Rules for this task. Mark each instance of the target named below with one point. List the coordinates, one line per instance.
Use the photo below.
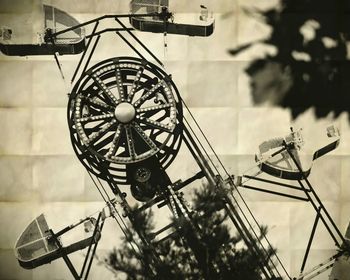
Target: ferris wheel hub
(124, 112)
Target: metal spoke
(156, 124)
(95, 118)
(153, 108)
(144, 136)
(119, 81)
(95, 136)
(130, 141)
(105, 89)
(113, 149)
(135, 83)
(144, 97)
(98, 103)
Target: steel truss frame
(234, 204)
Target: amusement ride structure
(127, 123)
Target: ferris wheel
(127, 124)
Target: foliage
(184, 258)
(311, 65)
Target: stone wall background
(39, 171)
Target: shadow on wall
(311, 67)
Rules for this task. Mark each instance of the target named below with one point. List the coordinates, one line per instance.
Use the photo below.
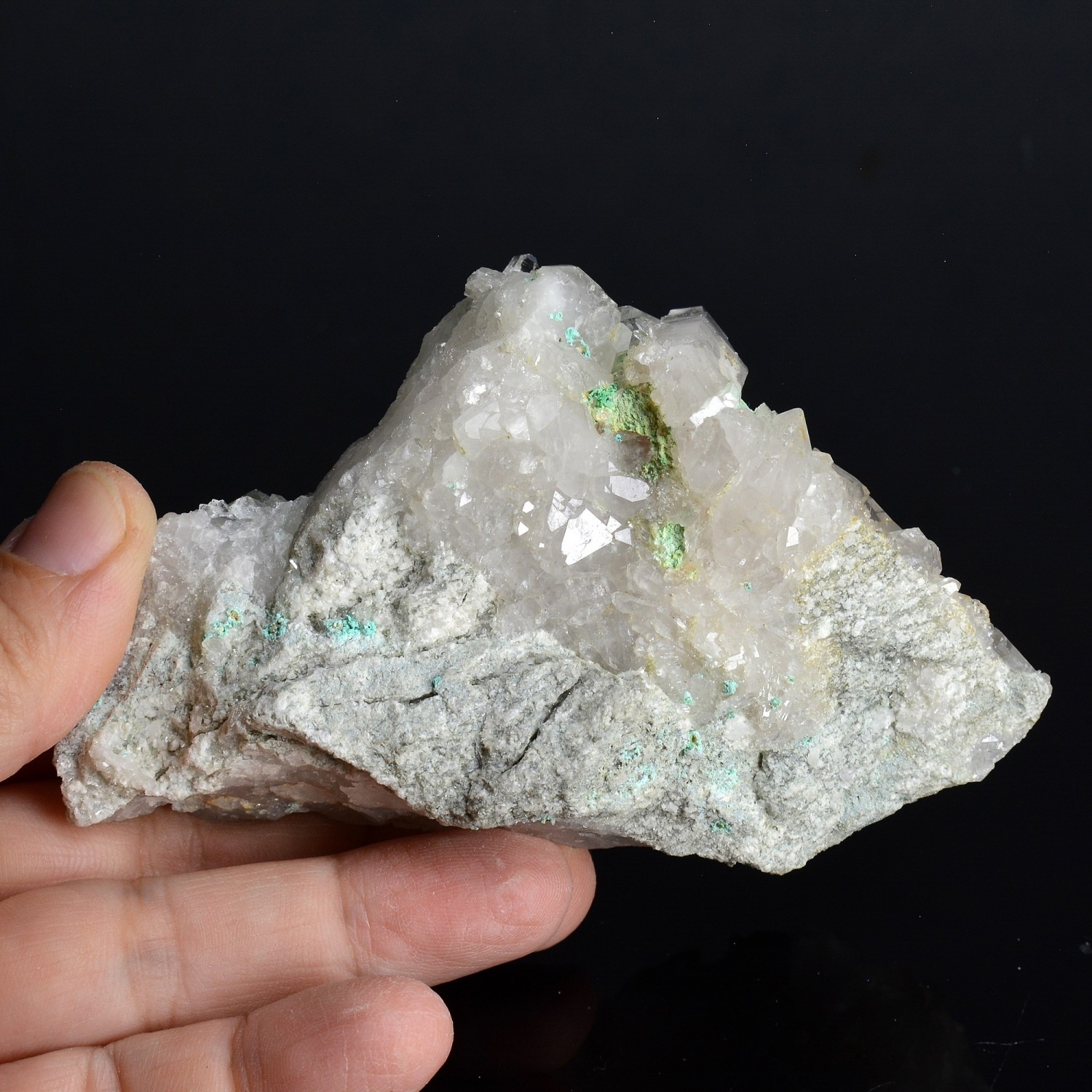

________________________

Set every record down again verbatim, without pictures.

Rules for this task. Mark each instance of the target named below with one point. List the coordinates, one line per instance.
Use the photo below.
Target: ferris wheel hub
(124, 112)
Target: metal spoke
(156, 124)
(95, 118)
(153, 108)
(144, 136)
(119, 81)
(95, 136)
(130, 141)
(105, 89)
(113, 149)
(135, 83)
(144, 97)
(98, 103)
Target: steel truss frame
(234, 204)
Target: amusement ride structure
(127, 123)
Target: ferris wheel
(127, 124)
Target: foliage
(184, 258)
(311, 65)
Target: stone wall background
(39, 171)
Target: shadow on wall
(311, 67)
Rules for this task. Mark each instance of the target named below with one point. List the coordinates, one line per instance.
Use the photo below.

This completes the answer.